→ **REQUIREMENT**:
Transcribe all of the material exactly. Any picture in it should be left out.

--- BEGIN ---

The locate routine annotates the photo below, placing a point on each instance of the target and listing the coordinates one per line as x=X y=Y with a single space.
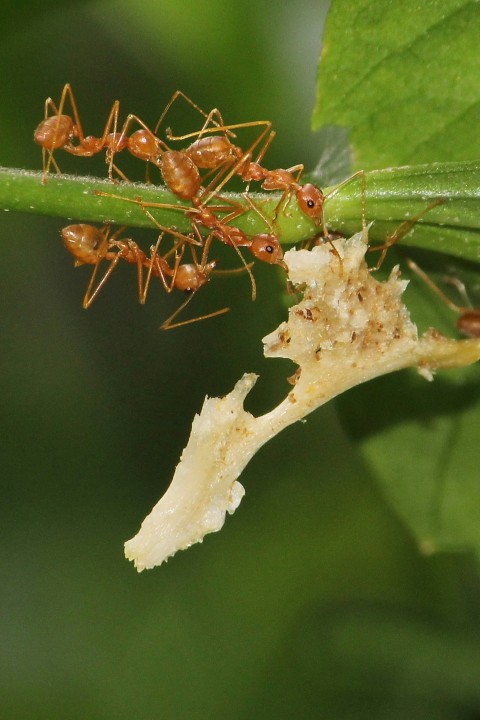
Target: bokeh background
x=313 y=600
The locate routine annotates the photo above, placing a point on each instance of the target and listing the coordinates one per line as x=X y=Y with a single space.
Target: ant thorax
x=348 y=328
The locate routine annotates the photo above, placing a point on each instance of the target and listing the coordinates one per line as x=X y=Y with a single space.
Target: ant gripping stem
x=61 y=131
x=469 y=318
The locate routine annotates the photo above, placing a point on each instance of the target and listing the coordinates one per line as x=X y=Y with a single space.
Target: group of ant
x=196 y=174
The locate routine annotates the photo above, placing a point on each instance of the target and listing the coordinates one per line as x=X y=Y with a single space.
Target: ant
x=263 y=246
x=61 y=131
x=468 y=321
x=91 y=245
x=399 y=232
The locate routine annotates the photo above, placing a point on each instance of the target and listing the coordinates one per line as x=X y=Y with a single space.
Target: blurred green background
x=313 y=601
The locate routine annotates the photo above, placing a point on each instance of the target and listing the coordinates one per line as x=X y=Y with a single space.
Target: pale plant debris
x=348 y=328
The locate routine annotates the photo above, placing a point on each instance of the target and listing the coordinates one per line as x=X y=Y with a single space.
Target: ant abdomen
x=310 y=200
x=55 y=132
x=265 y=247
x=212 y=152
x=180 y=174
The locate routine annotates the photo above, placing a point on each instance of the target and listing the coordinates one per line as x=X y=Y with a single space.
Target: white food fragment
x=348 y=328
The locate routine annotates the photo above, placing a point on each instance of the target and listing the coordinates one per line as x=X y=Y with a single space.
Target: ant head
x=266 y=247
x=55 y=131
x=191 y=277
x=311 y=199
x=86 y=242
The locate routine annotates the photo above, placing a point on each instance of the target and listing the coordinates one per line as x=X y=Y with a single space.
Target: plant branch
x=391 y=196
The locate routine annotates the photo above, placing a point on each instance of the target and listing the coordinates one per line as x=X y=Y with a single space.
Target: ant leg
x=67 y=92
x=359 y=173
x=91 y=295
x=169 y=325
x=209 y=117
x=245 y=159
x=402 y=230
x=434 y=287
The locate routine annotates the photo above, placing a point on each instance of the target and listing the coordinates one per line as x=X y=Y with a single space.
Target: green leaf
x=421 y=444
x=403 y=77
x=402 y=80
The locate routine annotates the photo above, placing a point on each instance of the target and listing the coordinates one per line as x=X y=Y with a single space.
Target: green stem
x=391 y=196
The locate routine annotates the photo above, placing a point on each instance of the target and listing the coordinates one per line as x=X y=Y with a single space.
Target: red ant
x=263 y=246
x=399 y=232
x=469 y=318
x=61 y=131
x=90 y=245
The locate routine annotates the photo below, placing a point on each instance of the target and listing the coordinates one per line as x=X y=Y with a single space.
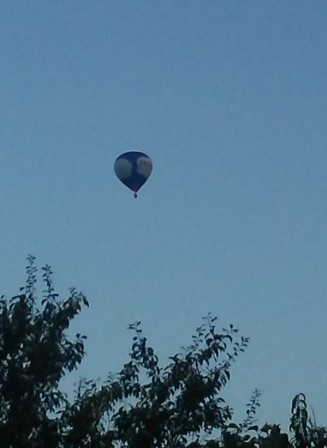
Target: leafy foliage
x=145 y=405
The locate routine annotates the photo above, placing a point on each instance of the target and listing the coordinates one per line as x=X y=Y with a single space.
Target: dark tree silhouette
x=145 y=405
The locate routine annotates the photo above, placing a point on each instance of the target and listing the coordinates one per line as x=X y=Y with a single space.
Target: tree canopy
x=144 y=405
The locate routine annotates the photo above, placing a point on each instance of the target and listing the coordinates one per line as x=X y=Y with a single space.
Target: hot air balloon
x=133 y=169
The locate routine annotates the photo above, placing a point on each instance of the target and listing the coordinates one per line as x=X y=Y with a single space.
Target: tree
x=144 y=405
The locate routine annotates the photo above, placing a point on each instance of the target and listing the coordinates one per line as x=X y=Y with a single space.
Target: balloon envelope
x=133 y=169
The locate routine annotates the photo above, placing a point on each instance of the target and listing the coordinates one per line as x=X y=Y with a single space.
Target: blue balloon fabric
x=133 y=169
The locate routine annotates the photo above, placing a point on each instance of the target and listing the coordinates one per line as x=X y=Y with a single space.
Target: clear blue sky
x=229 y=99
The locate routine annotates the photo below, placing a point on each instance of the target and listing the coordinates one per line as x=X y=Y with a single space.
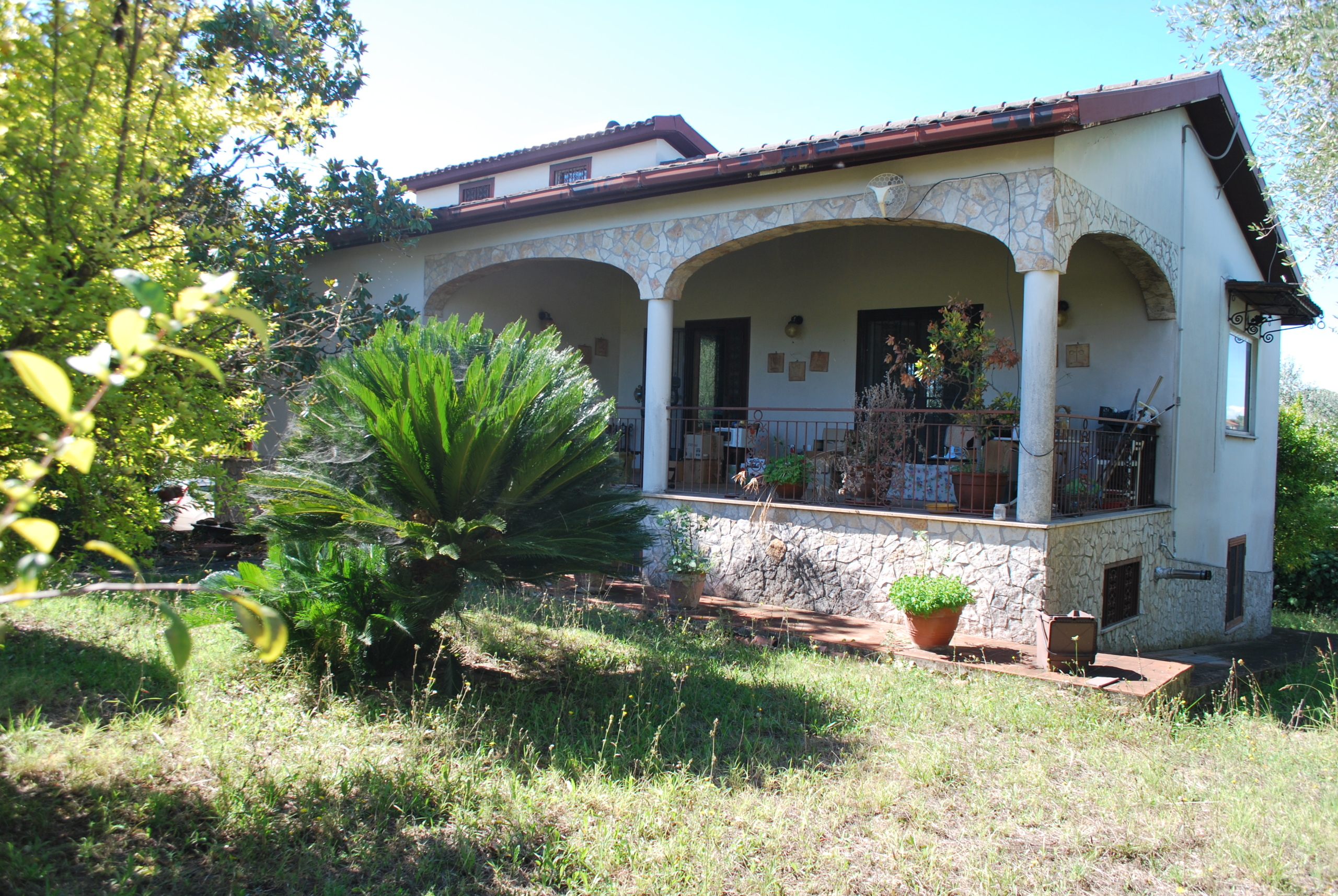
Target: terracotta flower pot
x=686 y=589
x=980 y=492
x=935 y=630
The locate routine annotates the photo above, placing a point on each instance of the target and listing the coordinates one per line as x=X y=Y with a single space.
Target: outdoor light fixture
x=890 y=193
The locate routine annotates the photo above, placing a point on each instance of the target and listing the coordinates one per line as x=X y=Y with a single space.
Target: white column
x=655 y=458
x=1036 y=459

--- END ---

→ **OUTPUT FOR THIS EXERCISE**:
The locate routine annotates the photo below, placing a point on each instance of the target and listing the coordinates one per line as x=X y=Y with a single space.
Target: bokeh background
x=313 y=600
The locate routine annotates the photo above, placing a point on each instance of the target and listing the coordinates one per line as x=X y=Y with a single space.
Target: ant thorax
x=348 y=328
The locate routine annotates the photo above, placing a point on each instance of the target and listing the coordinates one per line as x=X y=Y with a single space.
Target: ant gripping stem
x=61 y=131
x=469 y=318
The locate routine annotates the photo above, placing a point on each instance of the target and listing the coordinates one per line as x=X y=Y with a single space.
Target: group of ant
x=196 y=174
The locate routine annotates the photo above, placing a point on each instance of the target and listing the coordinates one per line as x=X y=Y with a single space.
Target: ant
x=263 y=246
x=61 y=131
x=468 y=321
x=91 y=245
x=399 y=232
The locate routine annotates the photo above, placing a point on each instance of the target and listing the coordinates one per line as x=X y=Y with a single space.
Target: blurred green background
x=313 y=601
The locate routine annotates the photo above, placing a point on each instance of the target and listing the coordinates one per line as x=X y=Y with a single space.
Target: pale plant debris
x=348 y=328
The locate routine annotates the photo above, placing a point on each instance of the target and listing the coordinates one per line as x=X y=Y with a single space.
Target: ant abdomen
x=310 y=200
x=55 y=132
x=265 y=247
x=212 y=152
x=180 y=174
The locate routine annotates the photo above, placing a point on each instance of the target and listing the coordinates one per line as x=X y=Y with a single space.
Target: white food fragment
x=348 y=328
The locate routine annotates the photo above, placing a point on each instance of the target and listing the coordinates one per line as x=X y=Y with a single space.
Target: ant head
x=266 y=247
x=55 y=131
x=191 y=277
x=311 y=199
x=86 y=242
The locate routine annotates the photo above, placing a point on each instance of the target and listing the coordinates one per line as x=X y=Y with a single space.
Target: plant branch
x=391 y=196
The locate routine annotates the photo above, placing a point on each instance of the target and listing the coordinates one per line as x=X y=Y with a single space.
Target: ant leg
x=67 y=92
x=359 y=173
x=91 y=295
x=169 y=325
x=209 y=117
x=245 y=159
x=402 y=230
x=434 y=287
The locate routine annotates the photo above, placing a point on each instance of the target and listing the coordinates one per line as x=X y=Y with a single space.
Target: green leaf
x=421 y=444
x=403 y=77
x=402 y=80
The locate routine annotates the photo above, placing a point on each instance of the target and listing the coordinates one per line as x=X y=Y with a single space.
Target: green stem
x=391 y=196
The locate routine annotates the photo above, placing a point on each instance of the target and listing the coordinates one per line as x=X y=Y with a single space.
Target: red ant
x=263 y=246
x=399 y=232
x=469 y=318
x=61 y=131
x=90 y=245
The locate routine annotates the photo below, placing a point on each instance of the target and listing the coordinates one per line as x=X y=Y with a single space.
Target: leafy foliage
x=145 y=405
The locate routine annotates the photo above, placing a point on each instance of the target and listing the coordinates one per line as x=X y=Y with a single space.
Target: dark tree silhouette
x=145 y=405
The locate routine annotates the photo above, placing a point on each instance of the target and listing the coordinates one per line as x=X y=Y with a single space.
Target: tree canopy
x=144 y=405
The locate routine annotates the photo above, placing a point on each instance of the target and listing the coordinates one per line as x=X y=Y with a single space.
Target: hot air balloon
x=133 y=169
The locate routine annotates the photo above, placing a point on each instance of the target and listing the coordinates one per line as x=X y=Y with a single space.
Target: tree
x=144 y=405
The locate routine annotates the photo above, placing a point on each instance of the target and listing the coordinates one per line as x=X y=Y with a single space.
Target: balloon envelope
x=133 y=169
The locate routine annotates the photo above, placing a point on each instance of the target and listing the coordinates one per line as x=X y=Y with a single space.
Target: blue balloon fabric
x=133 y=169
The locate routine annotates the photo above, placing a point on each instance of the target and listing the coordinates one per line as x=X y=Y with a single space.
Target: clear blue sky
x=229 y=99
The locate routine annotates the photo below, placing a point on each instance of the target and listing the coordinates one per line as x=X y=Y with a single space.
Target: terracotta flower pot
x=686 y=589
x=980 y=492
x=935 y=630
The locate routine annotates the photo above, placing a point on each instance of the target and listing the coordinates one per line as x=X y=Y with a single space.
Target: outdoor light fixture
x=890 y=193
The locate routine annotates the photo above, placing a point on each instance of the target and listing the coordinates one per line as x=X y=Y with a single space.
Target: white column
x=655 y=458
x=1036 y=459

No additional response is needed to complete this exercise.